INFORMATION GIVEN

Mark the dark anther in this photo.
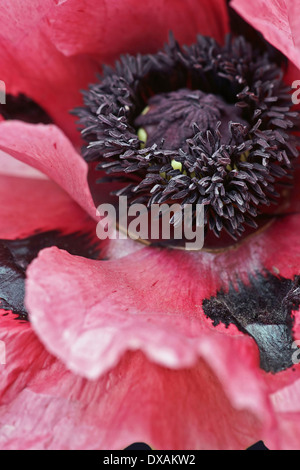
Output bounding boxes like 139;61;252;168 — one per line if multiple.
75;36;298;240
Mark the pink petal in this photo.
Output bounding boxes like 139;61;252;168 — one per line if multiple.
51;0;228;63
26;244;278;432
0;0;99;142
0;121;96;222
0;316;263;450
231;0;300;68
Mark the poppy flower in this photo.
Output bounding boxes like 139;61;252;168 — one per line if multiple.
0;0;300;449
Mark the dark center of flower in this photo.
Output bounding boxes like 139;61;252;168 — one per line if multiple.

EXERCISE PROMPT
Reproduce all of the data above word for word, omitting the image.

CORRECT ANSWER
Mark the dark anther in this photo.
Output bounding boxes like 139;61;252;168 — one per line if multiple.
75;36;298;240
Mark the pink petal in this photo.
Output bounding boxes like 139;61;252;168 — one per line if multiple.
51;0;228;63
26;244;278;432
0;0;99;142
0;121;96;222
0;316;263;450
231;0;300;68
Mark the poppy flower in this photo.
Output bounding boxes like 139;61;252;168 — one per line if multiple.
0;0;300;449
Mark the dark center of flower in this photo.
Output bounding boxes like 139;61;252;168 — one per line if multiple.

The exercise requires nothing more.